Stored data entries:
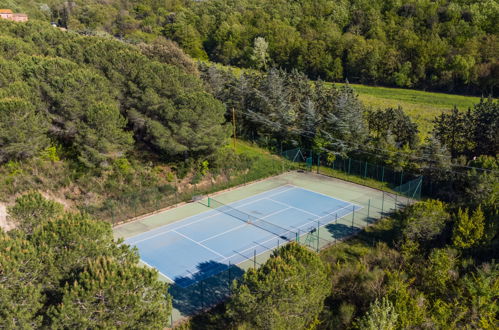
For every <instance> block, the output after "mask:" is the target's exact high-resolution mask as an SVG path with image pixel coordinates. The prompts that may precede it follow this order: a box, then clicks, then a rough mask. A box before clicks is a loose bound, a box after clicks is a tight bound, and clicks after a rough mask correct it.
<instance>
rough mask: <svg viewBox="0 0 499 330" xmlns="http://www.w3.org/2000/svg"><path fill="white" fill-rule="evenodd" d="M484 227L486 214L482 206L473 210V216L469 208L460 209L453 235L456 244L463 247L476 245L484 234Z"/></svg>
mask: <svg viewBox="0 0 499 330" xmlns="http://www.w3.org/2000/svg"><path fill="white" fill-rule="evenodd" d="M484 227H485V216H484V215H483V212H482V208H481V206H478V208H477V209H476V210H475V211H473V213H472V215H471V217H470V216H469V211H468V209H466V210H464V211H463V210H461V209H459V211H458V214H457V217H456V223H455V224H454V231H453V235H452V242H453V244H454V246H456V247H458V248H461V249H463V248H469V247H472V246H476V245H477V244H478V243H479V242H480V240H481V239H482V237H483V235H484Z"/></svg>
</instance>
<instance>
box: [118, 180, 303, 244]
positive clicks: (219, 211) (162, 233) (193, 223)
mask: <svg viewBox="0 0 499 330" xmlns="http://www.w3.org/2000/svg"><path fill="white" fill-rule="evenodd" d="M285 186H288V185H284V186H282V187H285ZM289 186H291V185H289ZM279 188H281V187H279ZM275 189H278V188H275ZM291 189H294V187H292V186H291V188H290V189H286V190H283V191H281V192H277V193H275V194H271V195H270V196H269V197H273V196H276V195H279V194H281V193H284V192H286V191H288V190H291ZM256 196H258V195H256ZM264 199H268V198H267V197H262V198H259V199H255V200H253V201H248V202H246V203H243V204H241V205H239V206H238V207H243V206H247V205H250V204H253V203H256V202H259V201H261V200H264ZM234 203H237V202H234ZM231 204H233V203H231ZM228 206H230V205H228ZM231 207H232V206H231ZM234 208H235V209H237V207H234ZM211 210H212V211H213V214H212V215H208V216H206V217H202V218H200V219H198V220H196V221H192V222H189V223H186V224H183V225H180V226H174V224H175V223H171V224H167V225H165V227H169V226H172V227H173V228H171V229H170V228H168V230H166V231H159V232H158V233H156V234H154V235H150V236H147V237H144V238H143V239H140V240H138V241H133V240H132V239H133V237H130V238H129V239H128V240H131V241H132V242H129V243H128V242H127V243H128V244H134V245H137V244H138V243H141V242H143V241H147V240H149V239H152V238H155V237H158V236H161V235H165V234H168V233H170V232H172V231H176V230H177V229H181V228H185V227H188V226H190V225H193V224H196V223H199V222H201V221H205V220H206V219H209V218H213V217H214V216H217V215H220V214H223V212H220V211H217V210H216V209H211ZM200 214H201V213H200ZM195 216H196V215H193V216H191V217H195ZM186 219H189V218H186ZM186 219H182V220H181V221H179V222H177V223H178V224H179V223H180V222H182V221H185V220H186ZM159 228H161V227H158V228H156V229H153V230H158V229H159ZM165 229H166V228H165ZM153 230H151V231H153ZM145 234H147V232H145V233H142V234H139V235H137V236H141V235H145ZM135 237H136V236H135Z"/></svg>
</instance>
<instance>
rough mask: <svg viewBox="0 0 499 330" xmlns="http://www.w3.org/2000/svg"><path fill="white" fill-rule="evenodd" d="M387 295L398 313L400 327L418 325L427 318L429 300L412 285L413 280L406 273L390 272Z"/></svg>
mask: <svg viewBox="0 0 499 330" xmlns="http://www.w3.org/2000/svg"><path fill="white" fill-rule="evenodd" d="M386 291H387V297H388V299H389V300H390V301H391V302H392V303H393V306H394V308H395V313H397V315H398V317H397V326H396V328H398V329H405V328H408V327H417V326H421V325H423V324H424V322H425V321H426V318H427V301H426V299H425V297H424V295H423V294H422V293H420V292H419V291H418V290H416V289H414V288H412V287H411V281H410V280H408V279H407V277H406V276H405V274H404V273H401V272H392V273H389V274H388V284H387V289H386Z"/></svg>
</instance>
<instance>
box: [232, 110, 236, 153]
mask: <svg viewBox="0 0 499 330" xmlns="http://www.w3.org/2000/svg"><path fill="white" fill-rule="evenodd" d="M232 136H233V138H234V151H235V150H236V112H235V110H234V108H232Z"/></svg>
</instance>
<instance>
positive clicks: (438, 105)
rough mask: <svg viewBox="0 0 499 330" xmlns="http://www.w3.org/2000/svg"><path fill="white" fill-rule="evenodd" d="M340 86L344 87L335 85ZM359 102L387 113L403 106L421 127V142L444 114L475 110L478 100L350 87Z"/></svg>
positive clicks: (449, 95) (478, 97)
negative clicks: (475, 106) (442, 112)
mask: <svg viewBox="0 0 499 330" xmlns="http://www.w3.org/2000/svg"><path fill="white" fill-rule="evenodd" d="M336 85H338V86H341V85H343V84H336ZM350 86H351V87H353V88H354V89H355V91H357V93H358V94H359V98H360V100H361V101H362V102H363V103H364V104H365V105H366V106H368V107H372V108H374V109H378V108H381V109H384V108H388V107H398V106H401V107H402V109H403V110H404V111H405V113H406V114H408V115H409V116H410V117H411V118H412V119H413V120H414V121H415V122H416V123H417V124H418V127H419V131H420V134H421V137H422V138H425V137H426V136H427V135H428V133H429V132H430V131H431V130H432V127H433V124H432V121H433V119H434V118H435V117H436V116H438V115H439V114H440V113H442V112H450V111H451V110H452V109H453V108H454V106H457V108H458V109H459V110H461V111H464V110H467V109H468V108H471V107H473V105H474V104H476V103H478V102H479V101H480V98H479V97H472V96H462V95H453V94H445V93H432V92H424V91H419V90H413V89H402V88H387V87H373V86H366V85H357V84H350Z"/></svg>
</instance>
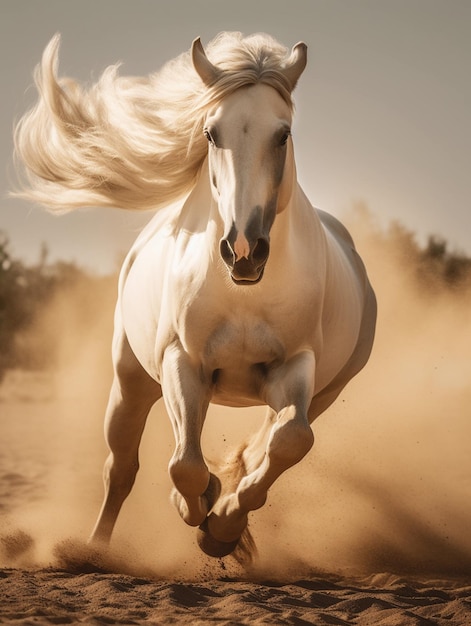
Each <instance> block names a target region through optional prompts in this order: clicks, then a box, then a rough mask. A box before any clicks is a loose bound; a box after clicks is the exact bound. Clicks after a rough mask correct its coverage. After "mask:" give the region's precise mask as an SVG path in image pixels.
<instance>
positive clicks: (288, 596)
mask: <svg viewBox="0 0 471 626" xmlns="http://www.w3.org/2000/svg"><path fill="white" fill-rule="evenodd" d="M0 592H1V598H2V609H1V614H0V620H3V623H9V624H21V625H26V624H41V625H42V624H44V625H46V624H75V623H85V624H96V625H101V624H195V625H197V624H209V623H218V624H224V625H229V624H234V625H235V624H290V625H296V626H298V625H299V626H301V625H302V624H316V625H318V626H322V625H324V624H325V625H327V624H329V625H330V624H339V625H340V624H346V625H347V624H359V625H365V626H367V625H371V624H375V625H378V626H379V625H384V626H404V625H414V626H415V625H417V626H418V625H424V626H425V625H426V624H427V625H428V624H436V625H437V626H442V625H447V626H449V625H450V624H454V625H457V624H463V625H465V624H469V620H470V617H471V613H470V609H471V585H468V586H461V585H457V584H455V585H453V584H450V583H447V584H445V585H444V582H443V581H435V582H434V583H428V584H420V583H417V582H416V583H411V582H410V581H409V582H408V581H405V580H403V579H401V578H398V577H394V576H385V575H383V576H375V577H372V578H371V579H370V580H368V581H357V582H354V581H351V580H346V579H343V578H335V577H328V576H324V577H322V578H317V577H316V578H309V579H302V580H297V581H294V582H292V583H287V584H280V583H278V584H274V583H270V582H253V581H251V582H244V581H241V580H230V579H219V580H212V581H201V582H193V583H188V582H186V583H182V582H175V581H173V582H172V581H155V580H150V579H148V578H143V577H134V576H125V575H123V574H103V573H89V574H71V573H69V572H64V571H60V570H35V571H25V570H2V571H1V572H0Z"/></svg>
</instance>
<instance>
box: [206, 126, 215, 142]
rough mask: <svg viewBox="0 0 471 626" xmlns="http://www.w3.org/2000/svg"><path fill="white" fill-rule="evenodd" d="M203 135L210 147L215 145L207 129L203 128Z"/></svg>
mask: <svg viewBox="0 0 471 626" xmlns="http://www.w3.org/2000/svg"><path fill="white" fill-rule="evenodd" d="M203 135H204V136H205V137H206V139H207V140H208V142H209V143H210V144H211V145H212V146H214V145H216V144H215V143H214V139H213V137H212V135H211V133H210V131H209V130H208V129H207V128H205V129H204V130H203Z"/></svg>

*TO DO*. Arrange the lines from the start of the entries through the line holding "227L486 214L482 206L473", both included, as a JSON list of strings, one string per line, with blank lines and pictures left out.

*FINISHED TASK*.
[
  "For every <instance> block, the output after \"mask:\" is the target's exact high-resolution mask as an SVG path with image pixel coordinates. The prompts that may precede it follow this order: a box, then clicks, then a rough mask. A box before clicks is a loose bound, a box after clicks is a tight bound, and clicks after a rough mask correct it.",
  "<instance>",
  "rough mask: <svg viewBox=\"0 0 499 330\" xmlns=\"http://www.w3.org/2000/svg\"><path fill=\"white\" fill-rule=\"evenodd\" d=\"M484 227L486 214L482 206L473 210V216L469 208L460 209L453 235L456 244L463 247L476 245L484 234Z\"/></svg>"
]